__What to produce__
Write out the full set of records below exactly.

__Working data__
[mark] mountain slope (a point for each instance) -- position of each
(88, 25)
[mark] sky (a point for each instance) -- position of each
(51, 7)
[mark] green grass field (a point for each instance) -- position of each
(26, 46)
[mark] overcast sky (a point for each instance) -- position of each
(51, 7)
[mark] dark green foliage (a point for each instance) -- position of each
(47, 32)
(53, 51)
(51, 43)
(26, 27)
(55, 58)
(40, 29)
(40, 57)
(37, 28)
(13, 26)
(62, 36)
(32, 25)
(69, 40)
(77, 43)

__Task answer__
[mark] mountain slope (a point for each instance) -- position of each
(88, 25)
[mark] sky (a point for each instance) -- position of each
(51, 7)
[mark] green grass field (a point for each instance) -- position of each
(26, 46)
[mark] overcast sky (a point for each instance) -- position of each
(51, 7)
[mark] dark green foliage (a point for each instance) -- position of each
(47, 32)
(53, 51)
(51, 43)
(26, 27)
(55, 58)
(40, 29)
(40, 57)
(37, 28)
(13, 26)
(62, 36)
(32, 25)
(69, 40)
(77, 43)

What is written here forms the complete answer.